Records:
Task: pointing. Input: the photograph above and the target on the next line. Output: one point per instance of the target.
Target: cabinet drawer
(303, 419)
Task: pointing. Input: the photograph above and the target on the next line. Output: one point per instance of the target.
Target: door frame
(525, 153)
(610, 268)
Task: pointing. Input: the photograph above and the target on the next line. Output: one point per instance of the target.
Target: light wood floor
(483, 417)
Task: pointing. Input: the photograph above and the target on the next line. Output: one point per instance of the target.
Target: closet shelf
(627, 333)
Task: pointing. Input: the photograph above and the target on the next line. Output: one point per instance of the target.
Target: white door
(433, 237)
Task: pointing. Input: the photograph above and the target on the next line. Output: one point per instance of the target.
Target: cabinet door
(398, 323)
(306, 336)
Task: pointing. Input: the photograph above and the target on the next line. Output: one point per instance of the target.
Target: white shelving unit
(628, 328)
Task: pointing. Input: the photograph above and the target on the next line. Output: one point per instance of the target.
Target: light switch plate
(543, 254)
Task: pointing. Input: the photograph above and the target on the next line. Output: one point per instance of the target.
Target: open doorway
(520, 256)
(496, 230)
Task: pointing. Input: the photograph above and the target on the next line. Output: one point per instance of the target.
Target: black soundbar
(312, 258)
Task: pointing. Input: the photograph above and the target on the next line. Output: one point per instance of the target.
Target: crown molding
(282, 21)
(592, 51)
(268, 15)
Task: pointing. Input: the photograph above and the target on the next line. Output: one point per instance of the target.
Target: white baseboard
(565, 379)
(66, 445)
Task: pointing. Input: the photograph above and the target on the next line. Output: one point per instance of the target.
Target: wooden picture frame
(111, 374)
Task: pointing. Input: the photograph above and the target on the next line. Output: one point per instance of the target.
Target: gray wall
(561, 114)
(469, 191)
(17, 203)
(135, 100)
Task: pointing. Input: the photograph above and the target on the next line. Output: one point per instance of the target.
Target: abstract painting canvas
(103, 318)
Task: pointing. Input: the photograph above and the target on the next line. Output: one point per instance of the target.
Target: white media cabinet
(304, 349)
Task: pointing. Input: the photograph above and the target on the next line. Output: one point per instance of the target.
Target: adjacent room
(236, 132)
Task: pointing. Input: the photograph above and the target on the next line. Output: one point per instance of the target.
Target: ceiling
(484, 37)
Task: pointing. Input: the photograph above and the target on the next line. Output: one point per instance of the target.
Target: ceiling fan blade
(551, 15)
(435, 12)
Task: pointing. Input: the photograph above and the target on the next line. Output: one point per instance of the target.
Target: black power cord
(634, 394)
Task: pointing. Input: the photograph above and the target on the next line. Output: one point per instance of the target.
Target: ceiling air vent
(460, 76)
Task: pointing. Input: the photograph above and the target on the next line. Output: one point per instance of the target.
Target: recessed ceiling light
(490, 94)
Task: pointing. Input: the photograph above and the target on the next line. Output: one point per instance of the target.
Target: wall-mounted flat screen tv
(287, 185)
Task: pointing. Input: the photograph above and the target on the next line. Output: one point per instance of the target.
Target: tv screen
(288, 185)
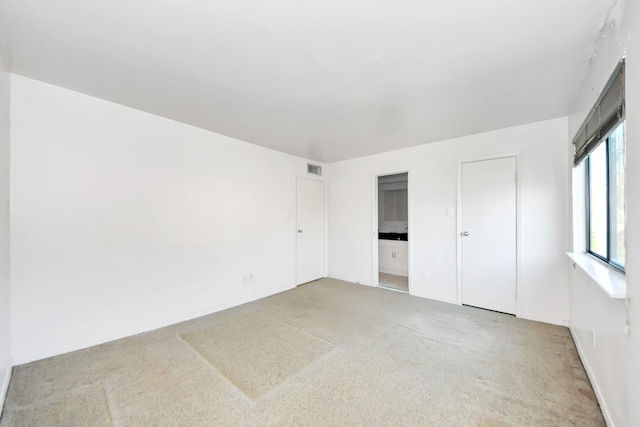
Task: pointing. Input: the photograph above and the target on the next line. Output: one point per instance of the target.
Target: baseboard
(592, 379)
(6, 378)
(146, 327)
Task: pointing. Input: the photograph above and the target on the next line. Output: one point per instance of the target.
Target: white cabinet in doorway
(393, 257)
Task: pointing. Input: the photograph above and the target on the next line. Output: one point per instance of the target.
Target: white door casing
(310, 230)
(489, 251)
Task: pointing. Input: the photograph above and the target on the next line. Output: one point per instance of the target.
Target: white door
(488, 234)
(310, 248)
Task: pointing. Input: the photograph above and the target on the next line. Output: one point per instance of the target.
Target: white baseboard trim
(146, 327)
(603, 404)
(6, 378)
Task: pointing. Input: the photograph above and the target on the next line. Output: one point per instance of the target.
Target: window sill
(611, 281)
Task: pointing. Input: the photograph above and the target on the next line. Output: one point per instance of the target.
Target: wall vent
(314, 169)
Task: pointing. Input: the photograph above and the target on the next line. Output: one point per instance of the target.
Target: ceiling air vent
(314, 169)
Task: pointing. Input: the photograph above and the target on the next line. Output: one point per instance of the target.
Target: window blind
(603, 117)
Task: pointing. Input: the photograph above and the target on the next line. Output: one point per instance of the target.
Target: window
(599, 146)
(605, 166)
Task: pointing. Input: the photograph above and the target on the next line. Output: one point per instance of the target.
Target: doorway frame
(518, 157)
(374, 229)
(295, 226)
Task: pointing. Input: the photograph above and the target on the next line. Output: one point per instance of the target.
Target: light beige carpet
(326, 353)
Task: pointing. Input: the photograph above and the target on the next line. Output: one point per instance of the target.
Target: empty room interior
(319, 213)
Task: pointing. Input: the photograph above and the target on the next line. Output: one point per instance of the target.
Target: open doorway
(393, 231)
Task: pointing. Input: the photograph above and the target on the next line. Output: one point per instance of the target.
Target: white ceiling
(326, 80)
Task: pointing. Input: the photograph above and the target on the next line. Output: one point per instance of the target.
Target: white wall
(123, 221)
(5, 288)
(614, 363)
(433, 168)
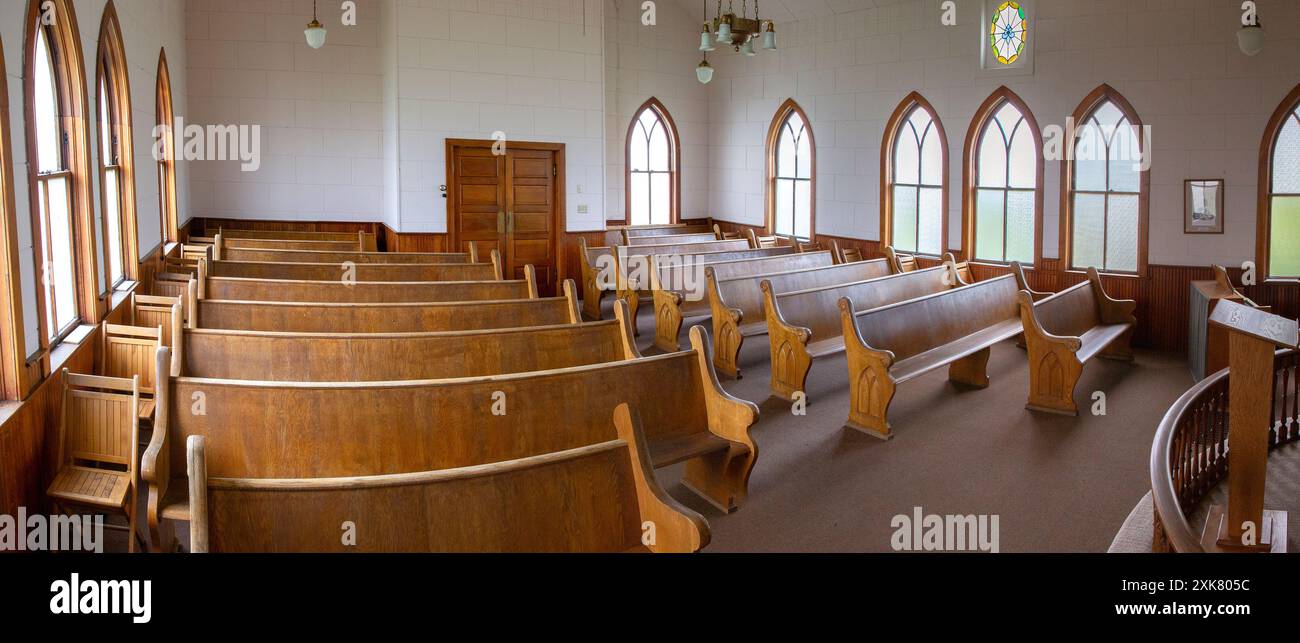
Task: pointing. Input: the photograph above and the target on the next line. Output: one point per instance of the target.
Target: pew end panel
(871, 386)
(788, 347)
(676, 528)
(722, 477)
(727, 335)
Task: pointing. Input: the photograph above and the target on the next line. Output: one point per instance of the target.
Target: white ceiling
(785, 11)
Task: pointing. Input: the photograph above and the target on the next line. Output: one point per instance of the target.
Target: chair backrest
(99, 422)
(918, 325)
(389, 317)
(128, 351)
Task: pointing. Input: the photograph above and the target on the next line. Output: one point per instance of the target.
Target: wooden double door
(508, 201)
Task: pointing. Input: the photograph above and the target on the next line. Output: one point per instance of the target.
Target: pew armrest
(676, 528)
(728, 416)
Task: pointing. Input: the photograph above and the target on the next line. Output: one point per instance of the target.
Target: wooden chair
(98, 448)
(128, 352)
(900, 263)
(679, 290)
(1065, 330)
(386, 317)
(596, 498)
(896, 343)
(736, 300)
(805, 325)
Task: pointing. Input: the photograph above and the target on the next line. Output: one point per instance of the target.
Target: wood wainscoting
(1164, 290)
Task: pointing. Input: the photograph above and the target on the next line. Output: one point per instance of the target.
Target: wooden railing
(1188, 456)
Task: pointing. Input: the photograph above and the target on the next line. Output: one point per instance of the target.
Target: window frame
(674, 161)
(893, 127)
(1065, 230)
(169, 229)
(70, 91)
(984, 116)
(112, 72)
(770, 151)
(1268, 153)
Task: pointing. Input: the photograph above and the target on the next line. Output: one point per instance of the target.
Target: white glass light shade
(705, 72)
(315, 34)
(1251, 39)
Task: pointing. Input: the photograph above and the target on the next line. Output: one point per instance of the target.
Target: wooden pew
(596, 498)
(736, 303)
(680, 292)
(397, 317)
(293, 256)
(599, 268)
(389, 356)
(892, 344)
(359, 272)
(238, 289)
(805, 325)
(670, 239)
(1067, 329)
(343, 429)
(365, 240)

Task prompt: Output the data exactly. Pictures don't belong in the result.

Answer to this problem:
Task: pointing. Input: the photograph above and the target on the next line. Output: one point per instance of the target.
Target: cabinet drawer
(303, 419)
Task: pointing. Input: the photograph above and the target on the next line. Output: one point per instance of the target.
Target: door frame
(525, 153)
(610, 268)
Task: pointing. Input: the photograph above and the target on the next line. Output: one point per instance of the target.
Target: light wood floor
(483, 417)
Task: pointing. Input: the photograph above and the target on the next line. Output: one point per instance of the target.
Target: closet shelf
(627, 333)
Task: pointing. Input: the photograph above and the target on the next line. Output: one point per instance of the target.
Target: white door
(433, 237)
Task: pointing. Input: the photograph above and the target on the next line. Output: one point per instance of the target.
Target: cabinet door
(398, 323)
(306, 336)
Task: pointing. Input: the photograph above and the target on the next line. Output: one point per instance of the target.
Target: white shelving unit
(628, 328)
Task: pointing. Input: the photograph above and the target on the next line. Output: one point per instance of the target.
Target: light switch plate
(543, 254)
Task: pointing. Input: the photograph above and the target on the next line. Output: one point per instance of the target.
Target: open doorway
(520, 256)
(496, 230)
Task: pointing. Input: the photograph above and the target on the next line. Output: one point per instance of the target.
Target: black soundbar
(312, 258)
Task: pointing. Input: the photograph above and the target on the next line. Output: one point per instance of the target.
Target: crown molding
(282, 21)
(592, 51)
(268, 15)
Task: pointing. Input: the photograph above and the target on the next line. Output: one point per instance of the target.
Target: white baseboard
(565, 379)
(66, 445)
Task: pointing. Input: the photograph above and the target on the next line. Output: one point per instance of the target.
Target: wooden picture frame
(111, 374)
Task: pointing. Input: the photograph above and the target on the next line. Output: one point per instance of the target.
Target: gray wall
(561, 114)
(469, 191)
(17, 203)
(135, 100)
Task: pointing. Input: the photograph above and the target on the next line. Output: one point per instance of the target.
Target: abstract painting canvas
(103, 318)
Task: pointing. Input: the photograph above and the target on the next line. Output: one point per instance of the target.
Target: white media cabinet
(304, 349)
Task: pointing. Input: the photograph above and the target on the next line. Output: one point per instance of the target.
Target: adjacent room
(236, 132)
Task: pointing. Input: the photograph above and the target on the next line. Output: one point per instance of the target.
Target: ceiling
(484, 37)
Task: pointing. Input: the photograph above and the target on the next line. Output: one point per instance of the target.
Target: ceiling fan blade
(551, 15)
(435, 12)
Task: pointing. Input: the photograph above and the target on the next line. Output: one point per instance of the target.
Target: black power cord
(634, 394)
Task: pointing. Input: the photograph above and the target on the next line. Output: one point per instance of the target.
Target: ceiling air vent
(460, 76)
Task: pointing. Input: the photograph above and the target on the next line. Output: one point per instance of the target.
Target: recessed ceiling light
(490, 94)
Task: pointing. Input: the photograph above and the target on the next line. Output: one point per instance of the target.
Target: wall-mounted flat screen tv
(287, 185)
Task: pointing. Input: the photograph above and the target on the next line. Output: one point per instance of the target.
Target: tv screen
(288, 185)
Task: pointing. Input: the photograph above and the target on the next line. Output: one point per instance of the target.
Target: baseboard
(592, 379)
(6, 378)
(146, 327)
Task: pointing. Input: the photograph above and the target on the next line. Output: one point per instance of the target.
Target: white cabinet in doorway
(393, 257)
Task: pointing. Input: the photograph above and the target on the next line. Output: one point per instance of the target.
Target: white door casing
(310, 230)
(489, 251)
Task: pointing. Input: the photograph above and the target on the next line. Output: one point per instance of the target.
Target: white door
(488, 234)
(310, 248)
Task: pointing. Input: the photograph above and the target on the next line. Output: one point per instance of the target.
Target: white baseboard trim
(146, 327)
(603, 404)
(6, 378)
Task: pointing. Input: the photograph above and the target on the next line. Output: one point per instance of the target.
Target: window sill
(611, 281)
Task: pointing. Input: the photograph above and the target on the next line. Output: one point per instance of the target.
Target: wall vent
(314, 169)
Task: pointing. Input: the photograph above and the target on the next line. Output: one point per instance of the target.
Target: ceiling air vent
(314, 169)
Task: pointing. Input: the photograph above and the target on the next line. Output: one point per instance of the target.
Target: window blind
(603, 117)
Task: pointing. Input: the photograph above and the target on the next line. Output: one point per instance of the target.
Target: window
(599, 146)
(605, 166)
Task: pointing. Input: the photograph above and the target on the next line. Output: one point per instance of the target.
Target: doorway frame
(518, 157)
(374, 229)
(295, 226)
Task: pointing. Input: the photograph above and the target on the next line. Output: one point per instance of the target.
Target: light beige carpet
(326, 353)
Task: pointing. Input: the photograph above and the target on the next line. Output: one point per instance of the target.
Target: empty room interior
(319, 213)
Task: pointing. Input: the photograph above and the target on the next line. Output: one point per instance of the target.
Target: open doorway
(393, 231)
Task: pointing. Input: the photograph above and the target on the next line. Output: one point per instance of the target.
Target: white ceiling
(326, 80)
Task: pointing. Input: the photograph above and the target on the next line. Output: one point per instance of the target.
Target: white wall
(123, 221)
(5, 288)
(614, 363)
(433, 168)
Task: pointing. Input: the photograph above and the target on the next line. Output: one point per instance of the target.
Target: pew end panel
(871, 386)
(788, 347)
(676, 528)
(722, 477)
(727, 335)
Task: pointing. Input: the photograph above and the target on the next line. Output: one point per instance of the target.
Target: white ceiling
(785, 11)
Task: pointing. Input: the photograph above and the target on the next line. Output: one point per instance of the target.
Target: chair backrest
(99, 422)
(918, 325)
(389, 317)
(128, 351)
Task: pointing. Input: the photograph above and the target on the next line. Output: one point per instance of the target.
Target: wooden double door
(508, 201)
Task: pointing. Input: the photograph above and the target on the next line. Output: one point per instance of the target.
Target: pew armrest
(676, 528)
(728, 416)
Task: pointing. Input: the photograph above and the target on the next line. Output: one point per instance of the target.
Target: wooden chair
(98, 448)
(128, 352)
(900, 263)
(679, 290)
(1065, 330)
(386, 317)
(596, 498)
(896, 343)
(736, 300)
(805, 325)
Task: pointing. Input: the photograph above and the target on the next line. Output: one point per instance of the target.
Target: wood wainscoting
(1164, 290)
Task: pointing. Input: the photograph above and the target on the next line. Output: one point per instance of the target.
Target: wooden railing
(1188, 456)
Task: pointing. Input: the photograph above and the target on the next line. Output: one point per instance of the target.
Target: window frame
(674, 161)
(893, 127)
(1065, 230)
(169, 229)
(70, 91)
(984, 116)
(112, 72)
(770, 151)
(1268, 153)
Task: pointing. Input: the photograph above and the target on the next line. Output: one point per instance of the target.
Target: white glass light shade
(705, 72)
(315, 34)
(1251, 39)
Task: pointing. Input: the photograph above and the target on the next line. Output: one point per instance of the target.
Target: wooden pew
(596, 498)
(736, 303)
(680, 292)
(397, 317)
(293, 256)
(599, 268)
(389, 356)
(892, 344)
(359, 272)
(238, 289)
(805, 325)
(670, 239)
(1067, 329)
(343, 429)
(365, 240)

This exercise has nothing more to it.